** Problem to solve **
Collect every line below that contains the word "stone", and copy each one in full.

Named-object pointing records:
※ ※ ※

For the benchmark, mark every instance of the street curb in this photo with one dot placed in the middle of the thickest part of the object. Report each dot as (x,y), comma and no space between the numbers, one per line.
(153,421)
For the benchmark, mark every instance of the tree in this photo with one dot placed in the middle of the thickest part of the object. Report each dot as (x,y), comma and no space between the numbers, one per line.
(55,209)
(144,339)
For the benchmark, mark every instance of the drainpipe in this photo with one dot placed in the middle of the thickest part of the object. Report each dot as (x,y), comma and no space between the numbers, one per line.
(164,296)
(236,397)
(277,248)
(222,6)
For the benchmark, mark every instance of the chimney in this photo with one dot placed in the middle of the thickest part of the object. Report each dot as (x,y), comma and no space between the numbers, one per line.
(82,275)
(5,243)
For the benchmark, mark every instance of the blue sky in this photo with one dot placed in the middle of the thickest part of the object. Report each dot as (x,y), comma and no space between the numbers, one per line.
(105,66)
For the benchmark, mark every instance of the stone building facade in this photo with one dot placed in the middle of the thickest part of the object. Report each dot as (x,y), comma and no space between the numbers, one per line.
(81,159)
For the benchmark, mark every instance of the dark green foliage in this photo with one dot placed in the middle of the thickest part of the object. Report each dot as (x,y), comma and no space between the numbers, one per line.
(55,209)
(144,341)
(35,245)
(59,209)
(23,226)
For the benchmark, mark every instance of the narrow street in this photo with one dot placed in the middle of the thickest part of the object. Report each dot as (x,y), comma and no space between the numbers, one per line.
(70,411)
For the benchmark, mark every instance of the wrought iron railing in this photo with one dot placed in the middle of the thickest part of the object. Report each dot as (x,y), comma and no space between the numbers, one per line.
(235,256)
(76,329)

※ ※ ※

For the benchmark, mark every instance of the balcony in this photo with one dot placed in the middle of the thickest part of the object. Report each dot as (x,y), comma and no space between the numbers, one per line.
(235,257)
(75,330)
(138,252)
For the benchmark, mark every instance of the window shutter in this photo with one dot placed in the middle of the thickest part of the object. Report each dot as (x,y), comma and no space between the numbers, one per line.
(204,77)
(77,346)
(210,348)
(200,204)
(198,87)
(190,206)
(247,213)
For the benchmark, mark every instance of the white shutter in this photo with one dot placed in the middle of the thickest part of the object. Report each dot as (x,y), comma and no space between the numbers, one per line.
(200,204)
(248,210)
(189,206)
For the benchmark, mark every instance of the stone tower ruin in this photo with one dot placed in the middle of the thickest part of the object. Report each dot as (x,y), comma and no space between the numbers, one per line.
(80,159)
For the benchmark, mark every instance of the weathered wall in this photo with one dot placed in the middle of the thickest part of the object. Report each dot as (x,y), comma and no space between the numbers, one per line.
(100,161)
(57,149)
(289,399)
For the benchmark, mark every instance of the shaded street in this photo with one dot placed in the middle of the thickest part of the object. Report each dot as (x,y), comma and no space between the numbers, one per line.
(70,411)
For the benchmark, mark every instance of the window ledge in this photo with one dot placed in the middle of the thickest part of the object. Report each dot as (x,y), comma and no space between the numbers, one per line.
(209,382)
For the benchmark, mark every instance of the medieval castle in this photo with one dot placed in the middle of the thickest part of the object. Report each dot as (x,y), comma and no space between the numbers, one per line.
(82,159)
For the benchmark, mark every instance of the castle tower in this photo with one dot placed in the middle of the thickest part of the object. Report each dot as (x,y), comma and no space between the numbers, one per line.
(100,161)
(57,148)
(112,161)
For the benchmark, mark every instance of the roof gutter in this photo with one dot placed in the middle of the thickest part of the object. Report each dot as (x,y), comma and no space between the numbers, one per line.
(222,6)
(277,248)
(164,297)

※ ※ ※

** The reply **
For the benchmark, mark every instance of the stone building facade in this photo with one dot placed in the middle of the thickest part of the object. Report each dot as (x,y), comma and no space between the numbers, one per line.
For the benchmark, mark every instance of the stone tower ruin in this photo with one dot placed in the middle of the thickest part of the object. Report each dot as (x,y), comma and no space between the numbers, one per line.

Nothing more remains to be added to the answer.